Work to do:
Can you quote exactly the stretch of lines from the one with "the white ceiling" through the final line of the material, both ends included?

+++ Data section +++

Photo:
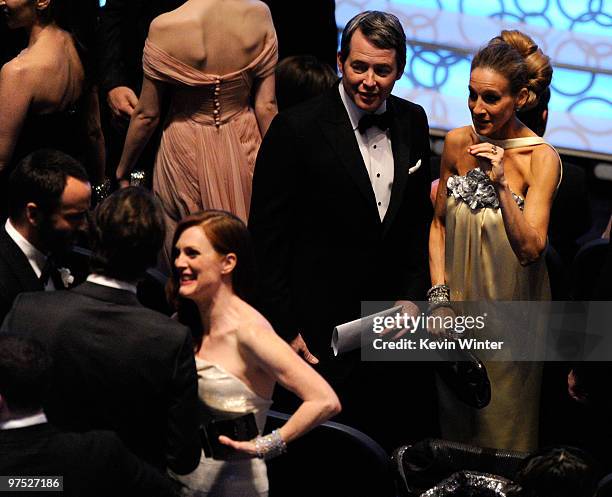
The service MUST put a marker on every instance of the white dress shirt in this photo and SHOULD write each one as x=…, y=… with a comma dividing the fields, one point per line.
x=111, y=282
x=35, y=419
x=35, y=257
x=375, y=148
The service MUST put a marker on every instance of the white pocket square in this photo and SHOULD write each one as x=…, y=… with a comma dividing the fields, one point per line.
x=414, y=168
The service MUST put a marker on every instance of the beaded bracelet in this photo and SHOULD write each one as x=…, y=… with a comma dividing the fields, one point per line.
x=270, y=445
x=438, y=293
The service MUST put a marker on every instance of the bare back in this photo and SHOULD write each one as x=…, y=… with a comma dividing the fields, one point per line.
x=53, y=71
x=214, y=36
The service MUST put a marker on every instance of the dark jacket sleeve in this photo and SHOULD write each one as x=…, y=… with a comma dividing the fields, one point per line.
x=416, y=278
x=270, y=223
x=184, y=447
x=134, y=477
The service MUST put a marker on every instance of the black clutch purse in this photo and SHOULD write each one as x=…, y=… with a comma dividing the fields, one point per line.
x=241, y=428
x=467, y=377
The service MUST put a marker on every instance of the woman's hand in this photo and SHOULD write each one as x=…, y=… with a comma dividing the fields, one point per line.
x=491, y=160
x=247, y=448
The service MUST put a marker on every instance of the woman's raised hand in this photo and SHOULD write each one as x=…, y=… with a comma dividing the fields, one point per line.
x=490, y=159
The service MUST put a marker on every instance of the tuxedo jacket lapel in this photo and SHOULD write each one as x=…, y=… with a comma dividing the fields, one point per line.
x=18, y=264
x=336, y=127
x=107, y=294
x=401, y=135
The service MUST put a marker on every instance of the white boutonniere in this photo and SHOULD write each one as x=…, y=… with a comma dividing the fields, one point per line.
x=415, y=168
x=66, y=275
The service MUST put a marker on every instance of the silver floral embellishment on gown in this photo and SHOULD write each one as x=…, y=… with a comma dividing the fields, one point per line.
x=476, y=190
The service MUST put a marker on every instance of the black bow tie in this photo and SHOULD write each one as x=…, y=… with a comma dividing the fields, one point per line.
x=50, y=272
x=382, y=121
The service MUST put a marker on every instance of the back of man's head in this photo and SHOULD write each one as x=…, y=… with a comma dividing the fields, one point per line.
x=24, y=372
x=128, y=234
x=40, y=178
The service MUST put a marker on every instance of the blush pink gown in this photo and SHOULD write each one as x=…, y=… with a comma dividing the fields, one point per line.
x=210, y=139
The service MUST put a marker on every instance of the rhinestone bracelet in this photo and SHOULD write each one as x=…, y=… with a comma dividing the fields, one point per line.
x=270, y=445
x=438, y=293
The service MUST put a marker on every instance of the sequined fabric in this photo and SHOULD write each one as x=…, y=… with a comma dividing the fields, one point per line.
x=481, y=265
x=468, y=482
x=477, y=190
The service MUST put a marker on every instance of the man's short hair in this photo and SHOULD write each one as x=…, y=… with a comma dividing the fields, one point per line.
x=128, y=233
x=41, y=177
x=24, y=372
x=383, y=30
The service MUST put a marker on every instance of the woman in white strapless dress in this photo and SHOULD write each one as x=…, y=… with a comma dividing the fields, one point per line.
x=239, y=357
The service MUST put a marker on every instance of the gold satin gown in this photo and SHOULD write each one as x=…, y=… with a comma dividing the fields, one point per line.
x=480, y=265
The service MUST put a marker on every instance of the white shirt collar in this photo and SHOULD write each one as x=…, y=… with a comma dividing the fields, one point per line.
x=111, y=282
x=35, y=257
x=354, y=112
x=35, y=419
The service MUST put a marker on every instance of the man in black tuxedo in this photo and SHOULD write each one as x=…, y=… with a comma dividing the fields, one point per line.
x=340, y=214
x=123, y=29
x=49, y=196
x=93, y=463
x=117, y=364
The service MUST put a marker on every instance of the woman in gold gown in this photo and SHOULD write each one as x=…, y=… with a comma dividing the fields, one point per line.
x=489, y=232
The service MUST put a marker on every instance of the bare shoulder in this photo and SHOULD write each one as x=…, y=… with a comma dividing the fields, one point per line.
x=259, y=8
x=255, y=330
x=160, y=26
x=456, y=141
x=545, y=162
x=259, y=15
x=459, y=137
x=20, y=72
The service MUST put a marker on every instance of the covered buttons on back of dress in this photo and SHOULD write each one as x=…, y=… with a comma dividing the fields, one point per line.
x=217, y=103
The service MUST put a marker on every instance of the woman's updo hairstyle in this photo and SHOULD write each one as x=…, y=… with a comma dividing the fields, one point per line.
x=517, y=57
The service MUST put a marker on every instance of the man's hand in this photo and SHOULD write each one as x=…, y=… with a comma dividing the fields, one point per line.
x=300, y=347
x=122, y=102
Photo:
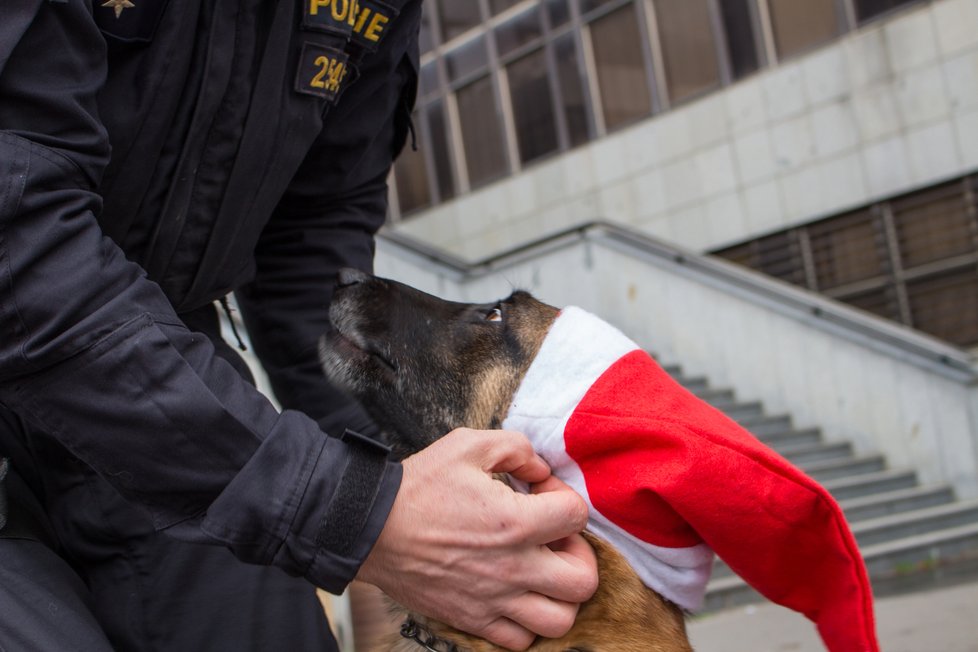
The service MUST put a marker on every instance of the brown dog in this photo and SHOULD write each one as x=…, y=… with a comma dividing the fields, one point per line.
x=423, y=366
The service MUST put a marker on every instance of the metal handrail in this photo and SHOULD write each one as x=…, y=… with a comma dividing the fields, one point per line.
x=785, y=297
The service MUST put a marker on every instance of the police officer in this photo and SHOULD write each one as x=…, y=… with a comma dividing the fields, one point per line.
x=156, y=155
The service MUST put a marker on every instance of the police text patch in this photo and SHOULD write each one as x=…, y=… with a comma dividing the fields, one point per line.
x=365, y=21
x=373, y=21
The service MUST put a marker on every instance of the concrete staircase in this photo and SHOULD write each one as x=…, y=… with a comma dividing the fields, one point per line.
x=911, y=536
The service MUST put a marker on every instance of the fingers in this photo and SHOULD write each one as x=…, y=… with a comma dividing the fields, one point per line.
x=505, y=633
x=555, y=510
x=504, y=451
x=531, y=615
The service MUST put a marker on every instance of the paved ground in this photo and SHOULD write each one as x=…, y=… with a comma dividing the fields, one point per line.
x=938, y=620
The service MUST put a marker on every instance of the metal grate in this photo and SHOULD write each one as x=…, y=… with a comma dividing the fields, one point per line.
x=912, y=259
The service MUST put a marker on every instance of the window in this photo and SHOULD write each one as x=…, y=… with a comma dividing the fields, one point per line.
x=933, y=225
x=688, y=49
x=558, y=12
x=947, y=305
x=440, y=158
x=742, y=41
x=457, y=17
x=588, y=6
x=571, y=89
x=468, y=59
x=519, y=31
x=621, y=74
x=866, y=9
x=497, y=6
x=485, y=154
x=800, y=26
x=533, y=109
x=845, y=250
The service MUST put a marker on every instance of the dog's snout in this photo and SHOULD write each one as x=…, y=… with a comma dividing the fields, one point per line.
x=349, y=276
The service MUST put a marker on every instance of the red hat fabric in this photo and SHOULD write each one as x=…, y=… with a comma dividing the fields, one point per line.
x=669, y=480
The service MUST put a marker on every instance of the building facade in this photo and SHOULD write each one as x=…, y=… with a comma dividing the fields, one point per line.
x=830, y=143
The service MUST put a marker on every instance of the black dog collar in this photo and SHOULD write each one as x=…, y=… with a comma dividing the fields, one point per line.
x=421, y=635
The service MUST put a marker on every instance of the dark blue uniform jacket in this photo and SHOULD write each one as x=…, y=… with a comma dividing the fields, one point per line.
x=155, y=155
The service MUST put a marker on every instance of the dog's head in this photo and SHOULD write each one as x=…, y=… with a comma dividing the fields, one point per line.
x=423, y=366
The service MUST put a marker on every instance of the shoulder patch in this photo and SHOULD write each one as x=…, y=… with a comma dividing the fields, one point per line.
x=322, y=71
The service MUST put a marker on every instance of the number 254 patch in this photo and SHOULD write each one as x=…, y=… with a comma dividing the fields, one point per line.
x=322, y=71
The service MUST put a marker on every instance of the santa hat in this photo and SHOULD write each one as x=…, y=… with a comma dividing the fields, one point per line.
x=669, y=480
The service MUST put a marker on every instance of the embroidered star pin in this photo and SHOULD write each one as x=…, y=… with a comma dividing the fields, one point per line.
x=118, y=6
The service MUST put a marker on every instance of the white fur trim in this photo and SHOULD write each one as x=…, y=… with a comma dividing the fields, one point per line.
x=577, y=350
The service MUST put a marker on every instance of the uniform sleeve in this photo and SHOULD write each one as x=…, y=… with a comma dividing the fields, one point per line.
x=326, y=221
x=93, y=354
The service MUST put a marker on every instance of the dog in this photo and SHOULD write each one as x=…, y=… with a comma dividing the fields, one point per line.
x=669, y=480
x=423, y=366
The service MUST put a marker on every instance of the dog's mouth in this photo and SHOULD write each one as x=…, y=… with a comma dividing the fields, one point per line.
x=353, y=346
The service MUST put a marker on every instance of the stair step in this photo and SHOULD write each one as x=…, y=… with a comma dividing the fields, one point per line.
x=764, y=425
x=871, y=483
x=694, y=384
x=804, y=454
x=922, y=559
x=737, y=410
x=893, y=502
x=836, y=469
x=899, y=524
x=792, y=438
x=716, y=396
x=895, y=565
x=921, y=521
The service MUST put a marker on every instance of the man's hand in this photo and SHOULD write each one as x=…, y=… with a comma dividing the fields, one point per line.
x=466, y=549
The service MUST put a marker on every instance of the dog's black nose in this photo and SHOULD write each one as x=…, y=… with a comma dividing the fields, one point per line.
x=350, y=276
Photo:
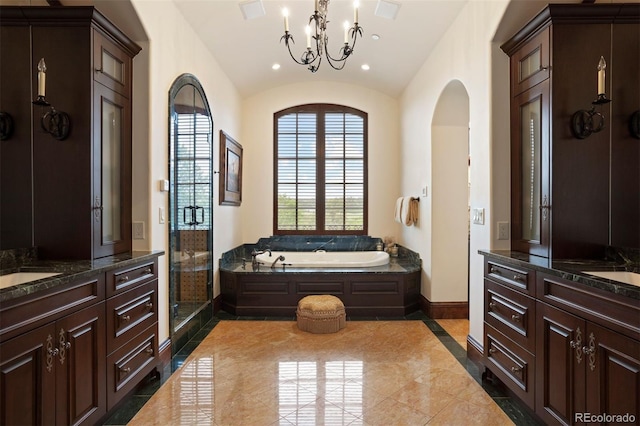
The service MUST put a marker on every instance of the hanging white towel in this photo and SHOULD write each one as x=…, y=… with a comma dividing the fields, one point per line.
x=398, y=210
x=405, y=212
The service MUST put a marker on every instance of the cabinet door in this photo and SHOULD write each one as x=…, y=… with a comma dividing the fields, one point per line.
x=81, y=371
x=27, y=378
x=530, y=195
x=613, y=374
x=560, y=364
x=111, y=173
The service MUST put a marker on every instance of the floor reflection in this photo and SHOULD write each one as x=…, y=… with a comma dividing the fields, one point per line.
x=370, y=373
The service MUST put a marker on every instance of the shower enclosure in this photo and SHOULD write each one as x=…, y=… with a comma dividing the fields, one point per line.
x=190, y=210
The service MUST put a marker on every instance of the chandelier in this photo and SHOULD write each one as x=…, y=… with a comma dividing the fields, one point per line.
x=313, y=57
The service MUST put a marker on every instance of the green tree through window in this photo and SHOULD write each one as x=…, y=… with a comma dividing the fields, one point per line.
x=320, y=170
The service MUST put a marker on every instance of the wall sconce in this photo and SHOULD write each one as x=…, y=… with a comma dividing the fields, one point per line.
x=584, y=122
x=56, y=123
x=634, y=124
x=6, y=126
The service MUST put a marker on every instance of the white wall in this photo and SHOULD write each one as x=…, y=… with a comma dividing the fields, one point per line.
x=465, y=54
x=257, y=142
x=174, y=49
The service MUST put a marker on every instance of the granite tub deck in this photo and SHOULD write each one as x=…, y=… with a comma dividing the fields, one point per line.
x=390, y=290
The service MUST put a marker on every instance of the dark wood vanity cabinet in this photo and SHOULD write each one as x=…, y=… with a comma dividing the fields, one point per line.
x=79, y=195
x=69, y=354
x=561, y=347
x=571, y=197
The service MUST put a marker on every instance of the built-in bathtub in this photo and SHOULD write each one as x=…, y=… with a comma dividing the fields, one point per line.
x=369, y=282
x=324, y=259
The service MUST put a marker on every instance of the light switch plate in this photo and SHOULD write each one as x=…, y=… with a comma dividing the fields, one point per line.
x=477, y=216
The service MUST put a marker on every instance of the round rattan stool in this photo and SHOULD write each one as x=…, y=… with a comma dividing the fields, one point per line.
x=321, y=314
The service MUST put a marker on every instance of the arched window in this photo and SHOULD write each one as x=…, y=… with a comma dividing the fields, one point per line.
x=320, y=171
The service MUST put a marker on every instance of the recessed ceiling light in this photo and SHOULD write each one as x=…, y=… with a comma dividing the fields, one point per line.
x=387, y=9
x=252, y=9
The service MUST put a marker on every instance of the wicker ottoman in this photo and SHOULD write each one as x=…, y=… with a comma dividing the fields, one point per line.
x=321, y=314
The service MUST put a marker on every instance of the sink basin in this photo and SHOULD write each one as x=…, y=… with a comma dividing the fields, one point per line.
x=23, y=277
x=621, y=276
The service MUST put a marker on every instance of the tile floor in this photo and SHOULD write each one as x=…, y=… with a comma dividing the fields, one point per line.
x=411, y=372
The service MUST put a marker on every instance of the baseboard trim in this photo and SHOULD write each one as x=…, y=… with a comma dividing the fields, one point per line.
x=475, y=352
x=444, y=310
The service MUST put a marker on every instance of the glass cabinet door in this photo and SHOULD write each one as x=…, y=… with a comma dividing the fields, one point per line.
x=530, y=172
x=111, y=197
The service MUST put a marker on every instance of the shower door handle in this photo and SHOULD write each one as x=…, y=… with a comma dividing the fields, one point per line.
x=196, y=208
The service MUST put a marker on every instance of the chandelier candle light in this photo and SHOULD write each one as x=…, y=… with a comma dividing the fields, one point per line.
x=313, y=57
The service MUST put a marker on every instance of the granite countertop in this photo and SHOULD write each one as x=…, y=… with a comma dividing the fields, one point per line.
x=68, y=270
x=572, y=270
x=395, y=265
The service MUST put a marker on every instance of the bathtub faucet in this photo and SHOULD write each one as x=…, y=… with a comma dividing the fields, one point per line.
x=281, y=258
x=255, y=253
x=321, y=246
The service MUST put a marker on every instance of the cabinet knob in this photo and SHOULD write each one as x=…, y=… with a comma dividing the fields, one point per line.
x=587, y=350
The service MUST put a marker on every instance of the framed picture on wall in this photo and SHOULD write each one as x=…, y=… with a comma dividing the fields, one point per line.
x=230, y=171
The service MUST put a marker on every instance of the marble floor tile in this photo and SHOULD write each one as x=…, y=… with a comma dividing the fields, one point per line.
x=271, y=373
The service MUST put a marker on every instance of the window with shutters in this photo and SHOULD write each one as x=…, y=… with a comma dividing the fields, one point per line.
x=320, y=179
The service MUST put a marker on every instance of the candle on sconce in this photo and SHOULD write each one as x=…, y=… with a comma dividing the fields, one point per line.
x=42, y=77
x=285, y=13
x=601, y=76
x=355, y=11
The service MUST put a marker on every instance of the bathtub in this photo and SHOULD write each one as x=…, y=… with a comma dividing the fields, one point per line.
x=325, y=259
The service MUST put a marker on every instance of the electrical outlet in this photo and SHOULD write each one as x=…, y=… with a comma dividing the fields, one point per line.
x=503, y=230
x=138, y=230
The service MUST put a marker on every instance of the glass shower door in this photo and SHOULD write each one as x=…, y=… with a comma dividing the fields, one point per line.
x=191, y=193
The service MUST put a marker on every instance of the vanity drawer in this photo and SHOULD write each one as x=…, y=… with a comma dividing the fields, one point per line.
x=129, y=364
x=510, y=363
x=123, y=279
x=520, y=279
x=512, y=313
x=129, y=313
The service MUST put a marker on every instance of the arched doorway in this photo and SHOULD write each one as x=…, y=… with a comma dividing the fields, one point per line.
x=450, y=201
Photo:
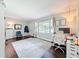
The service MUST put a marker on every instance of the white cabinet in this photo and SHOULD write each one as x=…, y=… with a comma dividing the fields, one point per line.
x=72, y=50
x=9, y=33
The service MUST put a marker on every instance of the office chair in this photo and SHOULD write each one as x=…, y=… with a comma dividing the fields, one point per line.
x=19, y=35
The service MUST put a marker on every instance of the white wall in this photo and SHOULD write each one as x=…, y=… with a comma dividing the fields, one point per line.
x=13, y=21
x=46, y=36
x=2, y=35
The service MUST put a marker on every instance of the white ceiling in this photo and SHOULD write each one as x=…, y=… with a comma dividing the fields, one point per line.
x=33, y=9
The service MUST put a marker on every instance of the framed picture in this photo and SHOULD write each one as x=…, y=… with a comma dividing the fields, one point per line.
x=18, y=26
x=63, y=22
x=57, y=23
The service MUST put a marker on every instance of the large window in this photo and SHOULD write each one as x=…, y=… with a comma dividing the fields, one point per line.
x=43, y=26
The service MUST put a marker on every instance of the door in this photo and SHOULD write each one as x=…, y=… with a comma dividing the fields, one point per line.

+++

Output of the task:
The service MUST put a marker on every instance of the white ceiling in this photo and SHOULD write each one as x=…, y=… with a comma dividing the fields, one point per line.
x=33, y=9
The service MUST put a marker on every instance of the framed picture in this photo and SHOULD write each one as x=…, y=… with a comma dividing the fields, one point per line.
x=18, y=26
x=63, y=22
x=57, y=23
The service MUST put a marker on every instance of the large window in this photo and SHOULD write each one as x=…, y=… with a comma dividing the fields, one point per line.
x=43, y=26
The service MUST put a marker on every instance of the door in this photo and SHOULD write each one as x=…, y=… with a comma dividing the fields, one point per line.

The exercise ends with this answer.